* start Data excerpts *

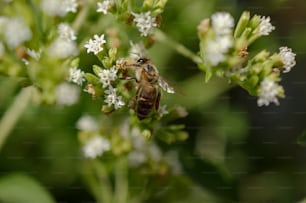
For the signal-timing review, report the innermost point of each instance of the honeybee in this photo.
(149, 87)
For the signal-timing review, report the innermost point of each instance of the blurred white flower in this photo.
(222, 23)
(104, 6)
(113, 99)
(16, 32)
(96, 146)
(95, 45)
(59, 7)
(34, 54)
(288, 58)
(67, 94)
(62, 48)
(268, 92)
(66, 32)
(87, 123)
(136, 158)
(265, 27)
(76, 76)
(145, 23)
(108, 75)
(53, 8)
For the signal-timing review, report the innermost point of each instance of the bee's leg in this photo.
(132, 103)
(128, 78)
(157, 100)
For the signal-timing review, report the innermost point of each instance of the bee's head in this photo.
(150, 72)
(142, 61)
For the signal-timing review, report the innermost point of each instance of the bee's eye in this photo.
(148, 68)
(140, 61)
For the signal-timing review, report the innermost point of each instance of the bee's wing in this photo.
(165, 86)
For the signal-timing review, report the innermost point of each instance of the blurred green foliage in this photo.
(236, 152)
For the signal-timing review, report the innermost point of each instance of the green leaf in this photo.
(208, 75)
(91, 78)
(302, 139)
(20, 188)
(97, 70)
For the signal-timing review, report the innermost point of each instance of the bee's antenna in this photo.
(138, 55)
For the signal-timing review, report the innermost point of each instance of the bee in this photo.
(149, 86)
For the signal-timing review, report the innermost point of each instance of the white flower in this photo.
(66, 32)
(154, 152)
(54, 7)
(70, 6)
(113, 99)
(137, 50)
(16, 32)
(145, 23)
(222, 23)
(136, 158)
(163, 111)
(87, 123)
(59, 7)
(67, 94)
(216, 49)
(268, 92)
(75, 76)
(62, 48)
(1, 49)
(108, 75)
(96, 146)
(265, 27)
(95, 45)
(104, 6)
(173, 159)
(287, 57)
(34, 54)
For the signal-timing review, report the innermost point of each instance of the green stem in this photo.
(81, 17)
(162, 37)
(104, 186)
(15, 111)
(121, 182)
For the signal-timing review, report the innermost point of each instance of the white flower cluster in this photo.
(87, 123)
(96, 146)
(268, 92)
(108, 75)
(104, 6)
(64, 45)
(287, 58)
(67, 94)
(95, 45)
(145, 23)
(66, 32)
(59, 7)
(265, 27)
(113, 99)
(33, 54)
(222, 24)
(137, 50)
(76, 76)
(15, 31)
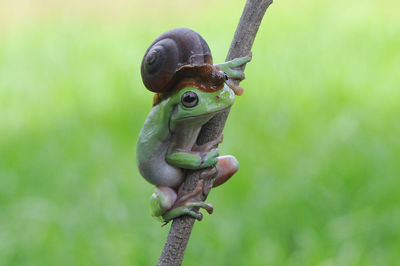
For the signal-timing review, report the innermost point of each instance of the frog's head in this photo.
(194, 105)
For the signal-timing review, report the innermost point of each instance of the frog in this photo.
(167, 145)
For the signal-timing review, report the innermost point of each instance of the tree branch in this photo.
(245, 34)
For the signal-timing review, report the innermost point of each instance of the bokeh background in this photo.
(317, 134)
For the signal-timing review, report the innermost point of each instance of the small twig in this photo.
(245, 34)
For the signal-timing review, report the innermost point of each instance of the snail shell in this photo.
(168, 53)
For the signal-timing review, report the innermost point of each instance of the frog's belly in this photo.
(158, 172)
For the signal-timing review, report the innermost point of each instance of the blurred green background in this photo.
(317, 134)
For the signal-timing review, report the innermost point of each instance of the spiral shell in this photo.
(168, 53)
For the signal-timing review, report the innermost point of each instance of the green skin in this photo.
(167, 145)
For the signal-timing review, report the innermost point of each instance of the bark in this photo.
(245, 34)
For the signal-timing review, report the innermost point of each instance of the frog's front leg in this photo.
(234, 74)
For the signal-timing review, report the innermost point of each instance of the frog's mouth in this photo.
(212, 114)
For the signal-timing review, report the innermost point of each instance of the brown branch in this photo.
(245, 34)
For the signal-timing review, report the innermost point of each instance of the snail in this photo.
(170, 52)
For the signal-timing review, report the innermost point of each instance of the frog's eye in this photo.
(190, 99)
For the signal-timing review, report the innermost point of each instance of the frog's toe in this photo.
(183, 210)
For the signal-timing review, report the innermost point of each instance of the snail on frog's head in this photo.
(176, 56)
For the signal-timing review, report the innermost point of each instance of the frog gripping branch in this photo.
(190, 91)
(190, 73)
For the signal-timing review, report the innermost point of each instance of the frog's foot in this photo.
(228, 67)
(188, 204)
(227, 167)
(209, 145)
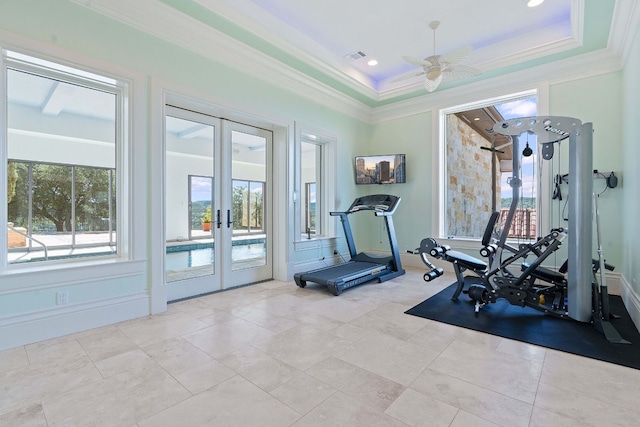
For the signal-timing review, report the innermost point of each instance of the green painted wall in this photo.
(411, 136)
(596, 100)
(630, 243)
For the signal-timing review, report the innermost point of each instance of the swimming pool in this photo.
(181, 257)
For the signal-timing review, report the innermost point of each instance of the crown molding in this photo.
(578, 67)
(625, 22)
(159, 20)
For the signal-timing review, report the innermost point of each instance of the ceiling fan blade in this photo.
(407, 76)
(459, 72)
(416, 61)
(456, 56)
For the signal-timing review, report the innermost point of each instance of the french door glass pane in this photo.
(249, 162)
(189, 198)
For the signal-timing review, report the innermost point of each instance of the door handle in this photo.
(229, 222)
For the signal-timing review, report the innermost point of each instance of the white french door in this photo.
(217, 204)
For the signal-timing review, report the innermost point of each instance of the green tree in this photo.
(239, 196)
(52, 194)
(256, 209)
(12, 179)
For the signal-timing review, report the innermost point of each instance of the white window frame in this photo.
(325, 187)
(57, 69)
(440, 166)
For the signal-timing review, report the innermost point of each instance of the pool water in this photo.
(201, 256)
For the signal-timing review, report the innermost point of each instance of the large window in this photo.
(478, 175)
(64, 130)
(315, 186)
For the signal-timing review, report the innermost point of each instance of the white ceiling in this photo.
(502, 32)
(300, 45)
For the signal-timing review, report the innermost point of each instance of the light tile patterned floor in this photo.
(273, 354)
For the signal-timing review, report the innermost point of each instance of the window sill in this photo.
(315, 243)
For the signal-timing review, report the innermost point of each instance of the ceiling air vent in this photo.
(355, 55)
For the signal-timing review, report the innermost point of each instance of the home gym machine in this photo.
(578, 296)
(361, 268)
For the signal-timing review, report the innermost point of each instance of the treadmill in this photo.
(362, 267)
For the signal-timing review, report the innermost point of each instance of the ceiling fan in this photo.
(441, 68)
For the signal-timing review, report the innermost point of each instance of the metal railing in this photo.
(15, 230)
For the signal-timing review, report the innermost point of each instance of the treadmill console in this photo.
(383, 204)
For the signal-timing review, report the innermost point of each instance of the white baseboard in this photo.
(34, 327)
(631, 301)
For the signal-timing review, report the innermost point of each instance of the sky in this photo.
(522, 108)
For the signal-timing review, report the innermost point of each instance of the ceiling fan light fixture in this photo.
(433, 73)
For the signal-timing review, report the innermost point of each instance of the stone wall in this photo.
(469, 180)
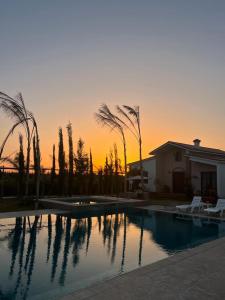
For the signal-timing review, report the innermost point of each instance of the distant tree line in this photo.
(70, 174)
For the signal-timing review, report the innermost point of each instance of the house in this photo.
(178, 167)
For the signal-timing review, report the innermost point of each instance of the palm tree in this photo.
(132, 116)
(15, 108)
(106, 118)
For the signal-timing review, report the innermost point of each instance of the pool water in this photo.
(49, 256)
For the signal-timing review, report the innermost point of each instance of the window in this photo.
(178, 156)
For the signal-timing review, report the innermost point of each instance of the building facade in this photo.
(182, 168)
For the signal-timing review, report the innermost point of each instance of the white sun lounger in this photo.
(220, 207)
(196, 203)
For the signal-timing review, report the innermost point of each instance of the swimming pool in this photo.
(49, 256)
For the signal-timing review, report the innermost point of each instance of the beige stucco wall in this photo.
(149, 165)
(196, 169)
(166, 165)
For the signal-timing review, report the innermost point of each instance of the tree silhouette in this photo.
(106, 118)
(71, 158)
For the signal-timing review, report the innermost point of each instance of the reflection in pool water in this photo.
(47, 256)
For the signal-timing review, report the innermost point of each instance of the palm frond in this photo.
(134, 131)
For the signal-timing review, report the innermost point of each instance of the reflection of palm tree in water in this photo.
(18, 245)
(141, 241)
(66, 251)
(49, 236)
(15, 242)
(78, 238)
(89, 227)
(57, 245)
(21, 252)
(115, 234)
(124, 241)
(32, 242)
(107, 231)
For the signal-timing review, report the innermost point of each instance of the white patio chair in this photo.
(220, 207)
(196, 203)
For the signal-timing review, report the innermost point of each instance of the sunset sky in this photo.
(67, 57)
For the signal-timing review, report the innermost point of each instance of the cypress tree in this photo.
(106, 176)
(53, 171)
(91, 174)
(62, 163)
(71, 158)
(116, 169)
(81, 162)
(35, 159)
(21, 167)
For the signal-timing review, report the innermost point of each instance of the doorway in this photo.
(178, 182)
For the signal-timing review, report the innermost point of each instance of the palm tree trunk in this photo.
(125, 162)
(38, 164)
(28, 162)
(141, 164)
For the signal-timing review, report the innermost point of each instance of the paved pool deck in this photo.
(197, 273)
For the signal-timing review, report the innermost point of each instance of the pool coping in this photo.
(195, 273)
(26, 213)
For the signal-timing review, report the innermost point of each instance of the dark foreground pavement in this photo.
(197, 273)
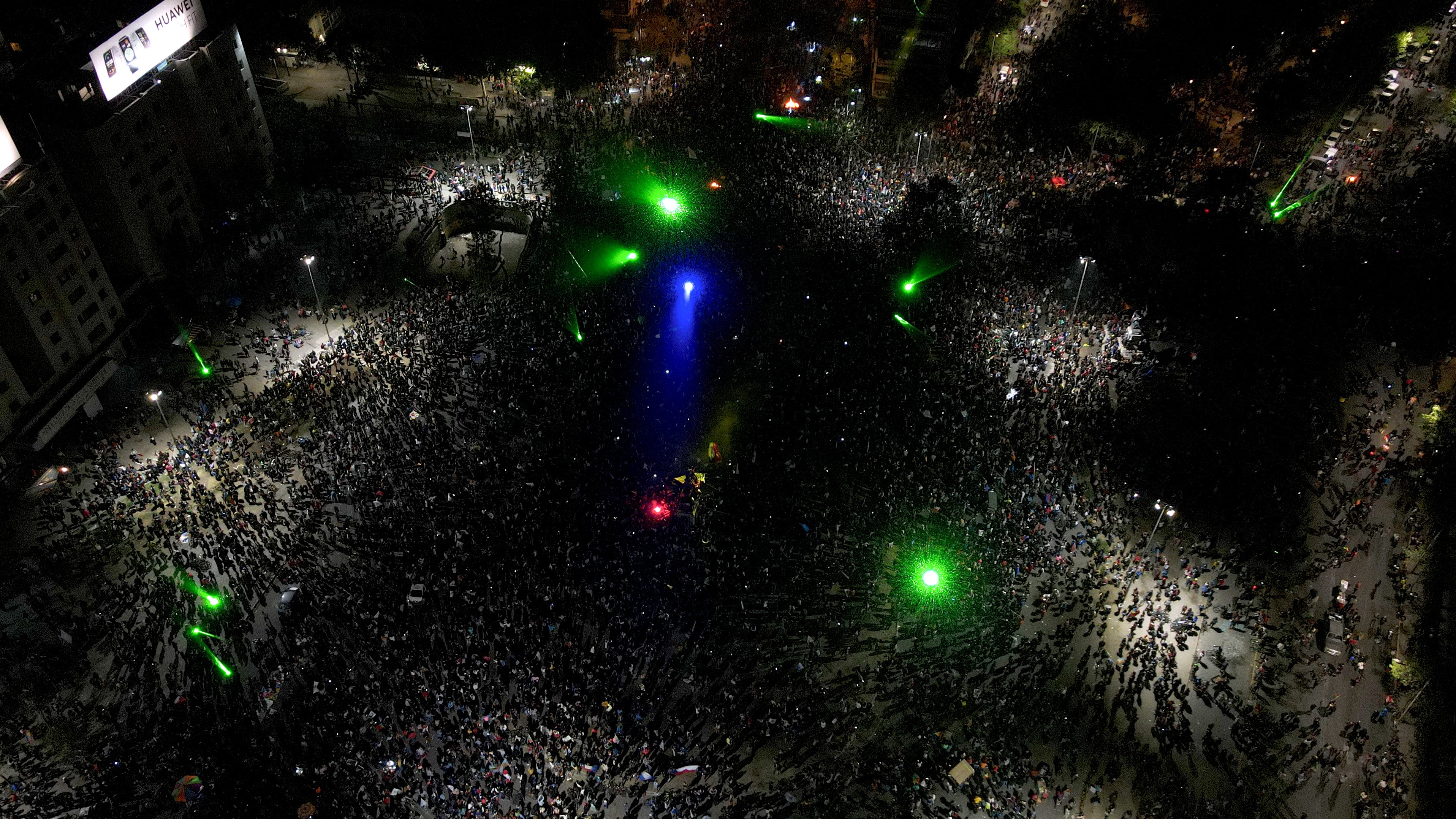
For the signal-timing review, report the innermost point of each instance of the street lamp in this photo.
(308, 263)
(469, 126)
(156, 398)
(1162, 510)
(1081, 282)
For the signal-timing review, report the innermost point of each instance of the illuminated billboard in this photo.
(145, 43)
(9, 157)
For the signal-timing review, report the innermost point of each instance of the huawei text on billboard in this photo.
(145, 43)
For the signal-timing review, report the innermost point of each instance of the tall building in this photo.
(123, 161)
(59, 305)
(915, 41)
(155, 136)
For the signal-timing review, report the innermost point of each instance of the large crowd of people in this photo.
(567, 652)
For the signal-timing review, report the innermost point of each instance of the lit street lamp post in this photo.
(1081, 282)
(156, 398)
(1162, 510)
(469, 124)
(308, 263)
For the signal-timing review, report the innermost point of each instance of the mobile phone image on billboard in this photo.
(129, 53)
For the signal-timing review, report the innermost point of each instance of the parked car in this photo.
(1336, 639)
(286, 601)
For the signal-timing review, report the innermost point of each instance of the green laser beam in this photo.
(794, 123)
(1301, 202)
(206, 371)
(219, 664)
(1304, 158)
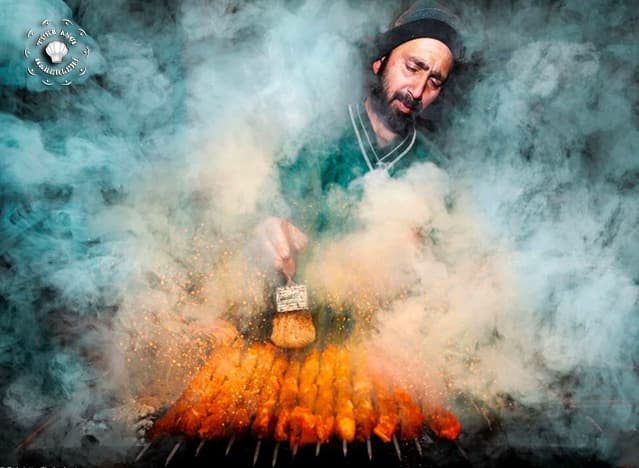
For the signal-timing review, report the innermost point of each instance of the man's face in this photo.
(409, 79)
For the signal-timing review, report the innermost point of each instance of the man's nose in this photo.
(416, 88)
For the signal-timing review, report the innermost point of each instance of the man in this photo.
(410, 64)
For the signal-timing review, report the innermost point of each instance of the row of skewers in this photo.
(299, 398)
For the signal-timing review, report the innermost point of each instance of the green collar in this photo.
(374, 156)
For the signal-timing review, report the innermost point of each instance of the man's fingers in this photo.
(277, 234)
(299, 240)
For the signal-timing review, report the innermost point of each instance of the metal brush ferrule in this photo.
(291, 298)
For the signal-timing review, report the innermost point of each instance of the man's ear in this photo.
(377, 64)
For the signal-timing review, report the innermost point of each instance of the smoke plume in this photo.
(500, 278)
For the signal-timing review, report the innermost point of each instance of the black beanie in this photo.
(423, 19)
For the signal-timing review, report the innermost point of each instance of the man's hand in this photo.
(281, 241)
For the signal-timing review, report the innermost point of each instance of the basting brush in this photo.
(293, 325)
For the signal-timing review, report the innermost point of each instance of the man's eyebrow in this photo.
(424, 66)
(438, 76)
(419, 63)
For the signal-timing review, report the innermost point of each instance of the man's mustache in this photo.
(408, 100)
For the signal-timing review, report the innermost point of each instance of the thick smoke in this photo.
(504, 278)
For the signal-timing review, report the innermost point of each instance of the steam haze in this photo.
(501, 278)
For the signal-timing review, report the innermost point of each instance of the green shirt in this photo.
(321, 185)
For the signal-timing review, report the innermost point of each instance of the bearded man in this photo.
(410, 64)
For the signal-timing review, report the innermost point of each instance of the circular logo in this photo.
(55, 52)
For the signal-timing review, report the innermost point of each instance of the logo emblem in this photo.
(55, 52)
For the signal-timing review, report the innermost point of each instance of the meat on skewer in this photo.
(303, 417)
(189, 404)
(411, 416)
(245, 408)
(443, 423)
(220, 410)
(325, 403)
(388, 418)
(287, 400)
(344, 409)
(364, 411)
(269, 396)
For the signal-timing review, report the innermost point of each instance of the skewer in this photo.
(419, 447)
(461, 451)
(199, 447)
(257, 451)
(144, 449)
(229, 445)
(277, 448)
(168, 459)
(31, 437)
(397, 450)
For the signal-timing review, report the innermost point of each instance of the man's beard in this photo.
(397, 121)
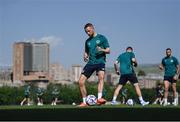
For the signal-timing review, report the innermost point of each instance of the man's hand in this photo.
(117, 72)
(86, 57)
(176, 77)
(161, 67)
(107, 50)
(99, 48)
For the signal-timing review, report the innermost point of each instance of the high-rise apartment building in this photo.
(30, 61)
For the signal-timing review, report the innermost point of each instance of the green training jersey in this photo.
(170, 64)
(125, 60)
(27, 90)
(95, 56)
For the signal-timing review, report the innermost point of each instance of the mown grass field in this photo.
(106, 112)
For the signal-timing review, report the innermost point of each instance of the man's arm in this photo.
(107, 50)
(176, 76)
(161, 67)
(116, 67)
(134, 62)
(86, 57)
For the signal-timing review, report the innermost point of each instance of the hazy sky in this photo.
(149, 26)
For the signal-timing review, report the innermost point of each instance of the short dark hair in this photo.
(129, 48)
(88, 25)
(168, 49)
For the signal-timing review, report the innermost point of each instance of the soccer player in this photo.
(159, 94)
(39, 94)
(96, 48)
(124, 95)
(127, 61)
(170, 65)
(26, 94)
(55, 93)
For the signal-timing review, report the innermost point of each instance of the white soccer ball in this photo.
(130, 102)
(91, 100)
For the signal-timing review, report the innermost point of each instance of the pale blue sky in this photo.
(150, 26)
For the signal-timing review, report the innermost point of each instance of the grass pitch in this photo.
(105, 112)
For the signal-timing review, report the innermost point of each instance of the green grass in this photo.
(103, 113)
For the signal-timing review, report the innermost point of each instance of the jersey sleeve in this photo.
(118, 59)
(176, 61)
(162, 62)
(86, 47)
(105, 42)
(132, 55)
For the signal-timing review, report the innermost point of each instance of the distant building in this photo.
(58, 73)
(76, 72)
(30, 61)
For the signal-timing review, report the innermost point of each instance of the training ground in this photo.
(103, 113)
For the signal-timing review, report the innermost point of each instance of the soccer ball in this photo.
(91, 100)
(130, 102)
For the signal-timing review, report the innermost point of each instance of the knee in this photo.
(81, 83)
(166, 89)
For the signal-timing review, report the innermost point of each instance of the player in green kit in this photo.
(127, 61)
(39, 94)
(170, 65)
(26, 94)
(96, 48)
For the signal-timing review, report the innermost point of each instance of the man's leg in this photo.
(101, 83)
(100, 100)
(116, 93)
(138, 92)
(166, 87)
(82, 87)
(174, 94)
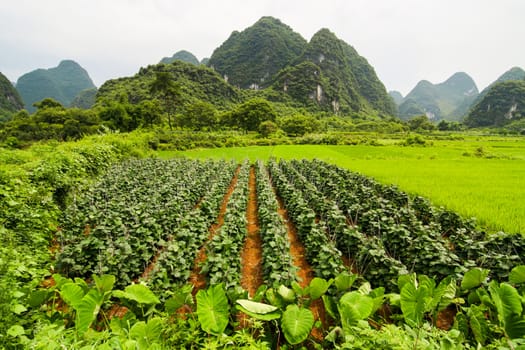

* end Data excerpts *

* _Given instruction_
Identify every line of the records that contains the word "window", and copy each of those lines.

* _Result for this task_
For the signal-timing review, report the innermost point of each instance of the white window frame in this photo.
For the signal-timing review, report the innermost point of each instance of the large window in this photo.
For the signal-timing review, report the innermost point of each instance of the window sill in this photo.
For the signal-timing review, report the innermost point of each instance of the window in this photo.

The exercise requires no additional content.